Ron Rolheiser (Tradicido por Carmelo Astiz, cmf) -

Pocos autores han escrito nunca una crítica tan penetrante de la fe y de la religión como los famosos filósofos alemanes  Friedrich Nietzsche y Ludwig Feuerbach (s. XIX).  “¡Dios ha muerto”, declaró Nietzsche, “y nosotros somos sus asesinos!” Y sostiene que matamos a Dios de diversas maneras, muy sutiles, a las que nos mostramos totalmente ciegos.

Pero esta acusación no es el mayor reto de estos filósofos. Mucho más desafiante es su afirmación de que inventamos y creamos a Dios porque necesitamos justificar  nuestras opciones, poniéndolas bajo una capa de divinidad. Dios no es solamente el opio que ingerimos para insensibilizarnos a nuestros sufrimientos y frustraciones; Dios es también la gran racionalización, la gran justificación, el gran permiso sagrado que necesitamos en orden a servirnos a nosotros mismos y todavía ilusionarnos de que estamos sirviendo a una causa sagrada más elevada.

No es preciso mirar mucho a nuestro alrededor para percibir por qué afirman esto esos filósofos. En todas partes –así parece– estamos manipulando la fe y la religión para nuestro propio beneficio. Alguien alguna vez dijo con agudeza que Dios nos hizo a su imagen y semejanza y que nosotros no hemos dejado nunca de devolver el favor. La fe y la religión rara vez funcionan con total pureza. Invariablemente algún elemento humano se hace evidente claramente en su interior.

Solamente con mirar el papel que ha jugado la religión en la historia, percibimos ya la abrumadora evidencia de eso. Hoy en día, por ejemplo, vemos cómo se justifica toda clase de violencia en nombre de Dios, desde luego con suma evidencia en el Islam extremista, pero no limitada solamente a él. Y vemos lo mismo en todas partes al interior de nuestras historias personales. Todos nosotros tendemos a arreglarnos de alguna manera para que Dios esté conforme con nosotros aceptando nuestras condiciones, generalmente de manera ventajosa para nosotros, y de tal manera que nos permita justificar nuestras decisiones y contar con que Dios y la religión nos estampen el sello de aprobación.

BLOQUE DE DATOS:
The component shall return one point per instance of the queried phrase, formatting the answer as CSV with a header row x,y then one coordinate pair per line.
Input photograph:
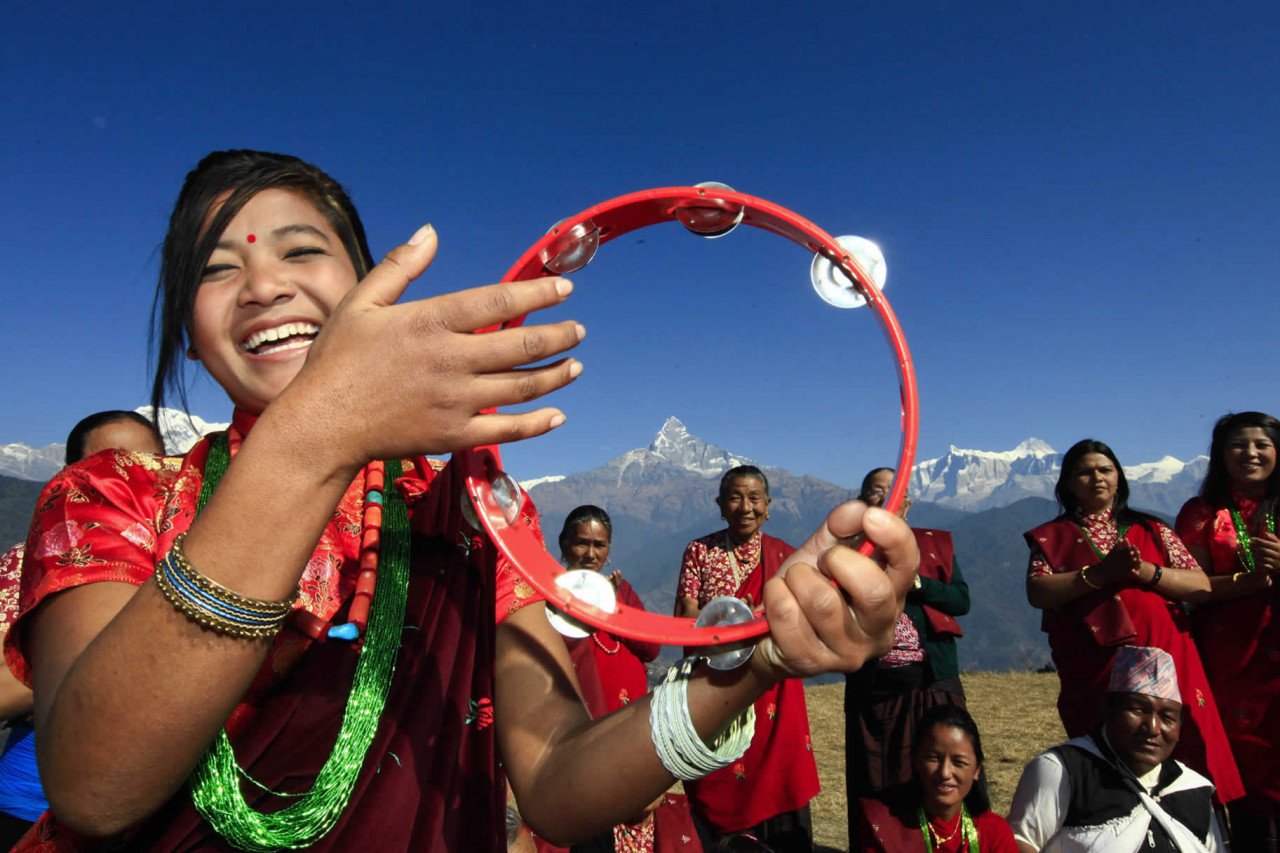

QUÉ DEBES HACER:
• 1. Traduce al inglés esta oración del fragmento seleccionado: "La fe y la religión rara vez funcionan con total pureza."
• 2. Según el fragmento seleccionado, ¿qué declaró Nietzsche?

RESPUESTAS PROPORCIONADAS:
• 1. Faith and religion rarely function with total purity.

• 2. Que Dios ha muerto y que nosotros somos sus asesinos.